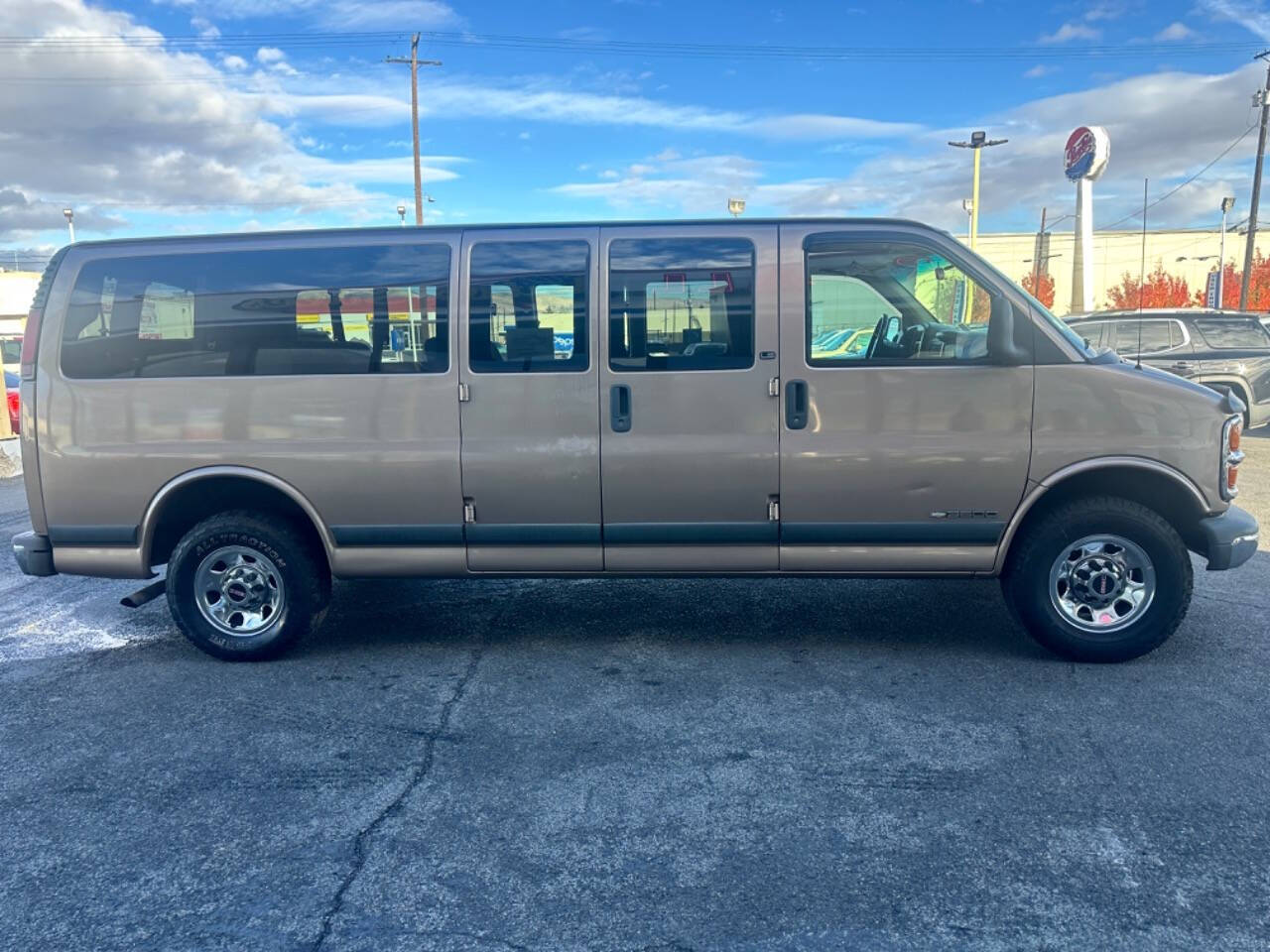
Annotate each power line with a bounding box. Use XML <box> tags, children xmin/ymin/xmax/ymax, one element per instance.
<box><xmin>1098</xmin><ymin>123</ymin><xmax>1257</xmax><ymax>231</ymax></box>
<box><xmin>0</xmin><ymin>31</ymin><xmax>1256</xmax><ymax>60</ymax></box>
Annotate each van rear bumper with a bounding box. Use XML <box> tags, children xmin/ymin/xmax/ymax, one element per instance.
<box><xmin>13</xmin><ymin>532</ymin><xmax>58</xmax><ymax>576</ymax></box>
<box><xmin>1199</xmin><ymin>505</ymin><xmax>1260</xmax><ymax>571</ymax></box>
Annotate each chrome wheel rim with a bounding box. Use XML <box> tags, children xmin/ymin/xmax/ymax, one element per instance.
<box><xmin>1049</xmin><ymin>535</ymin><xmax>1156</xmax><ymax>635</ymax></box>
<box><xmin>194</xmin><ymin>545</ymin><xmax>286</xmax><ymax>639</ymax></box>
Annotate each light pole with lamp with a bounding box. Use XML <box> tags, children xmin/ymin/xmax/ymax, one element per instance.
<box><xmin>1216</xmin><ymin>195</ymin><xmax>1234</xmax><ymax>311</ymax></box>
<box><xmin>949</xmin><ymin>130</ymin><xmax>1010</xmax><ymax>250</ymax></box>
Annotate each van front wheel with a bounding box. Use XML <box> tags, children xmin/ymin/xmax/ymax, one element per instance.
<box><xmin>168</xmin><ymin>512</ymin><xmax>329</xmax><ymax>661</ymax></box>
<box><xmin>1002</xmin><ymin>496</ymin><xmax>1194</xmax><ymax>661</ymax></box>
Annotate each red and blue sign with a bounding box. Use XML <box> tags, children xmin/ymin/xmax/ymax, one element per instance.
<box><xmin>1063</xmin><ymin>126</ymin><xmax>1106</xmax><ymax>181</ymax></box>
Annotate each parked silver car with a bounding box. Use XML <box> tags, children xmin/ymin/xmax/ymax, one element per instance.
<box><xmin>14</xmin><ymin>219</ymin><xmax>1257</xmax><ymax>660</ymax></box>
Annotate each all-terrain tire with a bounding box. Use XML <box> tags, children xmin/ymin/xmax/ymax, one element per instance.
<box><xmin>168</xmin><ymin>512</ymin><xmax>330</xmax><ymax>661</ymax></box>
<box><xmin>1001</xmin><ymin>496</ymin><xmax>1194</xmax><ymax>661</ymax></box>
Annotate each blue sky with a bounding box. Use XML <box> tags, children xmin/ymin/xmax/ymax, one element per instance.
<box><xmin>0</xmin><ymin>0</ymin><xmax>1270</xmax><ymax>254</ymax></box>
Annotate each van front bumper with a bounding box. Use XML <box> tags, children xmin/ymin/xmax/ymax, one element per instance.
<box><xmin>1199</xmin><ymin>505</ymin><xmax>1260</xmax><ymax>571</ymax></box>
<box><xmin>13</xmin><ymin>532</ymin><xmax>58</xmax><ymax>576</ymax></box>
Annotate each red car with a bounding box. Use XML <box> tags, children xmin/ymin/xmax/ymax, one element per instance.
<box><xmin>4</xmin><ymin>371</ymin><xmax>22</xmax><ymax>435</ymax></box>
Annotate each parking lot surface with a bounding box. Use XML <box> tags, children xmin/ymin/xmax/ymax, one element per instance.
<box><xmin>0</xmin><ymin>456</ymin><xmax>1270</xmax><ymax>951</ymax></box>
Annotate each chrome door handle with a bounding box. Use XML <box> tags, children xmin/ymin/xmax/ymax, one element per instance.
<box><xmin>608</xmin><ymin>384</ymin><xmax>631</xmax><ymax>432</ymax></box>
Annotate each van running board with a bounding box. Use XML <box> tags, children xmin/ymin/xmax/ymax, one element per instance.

◇ ◇ ◇ ◇

WORK TO COMPLETE
Reproduce every row above word for word, leaving out the pictures.

RESPONSE FOR THIS EXERCISE
Annotate each power line with a bounding box. Use XML <box> tags, children xmin/ymin/xmax/ymax, one element per instance.
<box><xmin>1098</xmin><ymin>123</ymin><xmax>1257</xmax><ymax>231</ymax></box>
<box><xmin>0</xmin><ymin>31</ymin><xmax>1256</xmax><ymax>60</ymax></box>
Annotate each van rear bumper with a bounding box. Use XML <box> tags, children xmin/ymin/xmax/ymax, one element per instance.
<box><xmin>13</xmin><ymin>532</ymin><xmax>58</xmax><ymax>576</ymax></box>
<box><xmin>1199</xmin><ymin>505</ymin><xmax>1260</xmax><ymax>571</ymax></box>
Annotate each chrome wheel rim with a bounding box. Use XML <box> tags, children xmin/ymin/xmax/ymax, one element per instance.
<box><xmin>1049</xmin><ymin>535</ymin><xmax>1156</xmax><ymax>635</ymax></box>
<box><xmin>194</xmin><ymin>545</ymin><xmax>286</xmax><ymax>639</ymax></box>
Annotate each light pole with lamp with a bounding box. Use XML <box> tags, children xmin/ymin/xmax/ymax, one element per instance.
<box><xmin>1216</xmin><ymin>195</ymin><xmax>1234</xmax><ymax>311</ymax></box>
<box><xmin>949</xmin><ymin>130</ymin><xmax>1010</xmax><ymax>250</ymax></box>
Annotate each van front wheel with a bounding box. Use XML <box> tags, children xmin/ymin/xmax/ymax, one element per instance.
<box><xmin>168</xmin><ymin>512</ymin><xmax>329</xmax><ymax>661</ymax></box>
<box><xmin>1002</xmin><ymin>496</ymin><xmax>1194</xmax><ymax>661</ymax></box>
Annotate each red and blue sign with a bounding box. Use XML <box> tags, children xmin/ymin/xmax/ymax, one element per instance.
<box><xmin>1063</xmin><ymin>126</ymin><xmax>1106</xmax><ymax>181</ymax></box>
Annotate each parked silver car with a bounding box. Use XML <box> tags, children xmin/ymin/xmax/ymax, one element per instance.
<box><xmin>14</xmin><ymin>219</ymin><xmax>1257</xmax><ymax>660</ymax></box>
Annotate each all-terrain tire with a bounding box. Use XML <box> tags, children xmin/ymin/xmax/ymax, one element per instance.
<box><xmin>168</xmin><ymin>512</ymin><xmax>330</xmax><ymax>661</ymax></box>
<box><xmin>1001</xmin><ymin>496</ymin><xmax>1194</xmax><ymax>661</ymax></box>
Annotate each blue sky with a bounding box. Use XML <box> tags, children xmin/ymin/xmax/ymax, one element per instance.
<box><xmin>0</xmin><ymin>0</ymin><xmax>1270</xmax><ymax>254</ymax></box>
Annotate each van front bumper with a bounding box. Use XML <box> tags, children xmin/ymin/xmax/ymax, one element per instance.
<box><xmin>1199</xmin><ymin>505</ymin><xmax>1260</xmax><ymax>571</ymax></box>
<box><xmin>13</xmin><ymin>532</ymin><xmax>58</xmax><ymax>576</ymax></box>
Annotate each red car with a bounding box. Use XML <box> tags, children xmin/ymin/xmax/ymax, one element per instance.
<box><xmin>4</xmin><ymin>371</ymin><xmax>22</xmax><ymax>435</ymax></box>
Annotate each parking lot surface with a bounding box. Use XML <box> tags, children xmin/ymin/xmax/ymax, one element per instance.
<box><xmin>0</xmin><ymin>456</ymin><xmax>1270</xmax><ymax>951</ymax></box>
Annotate each chrome door handle with a bounding box. Use XML <box> tags, children xmin/ymin/xmax/ymax, one element per instance.
<box><xmin>608</xmin><ymin>384</ymin><xmax>631</xmax><ymax>432</ymax></box>
Annotate each van running board with a bounding box. Use XML <box> tags, children xmin/ymin/xmax/ymax, one element per instance.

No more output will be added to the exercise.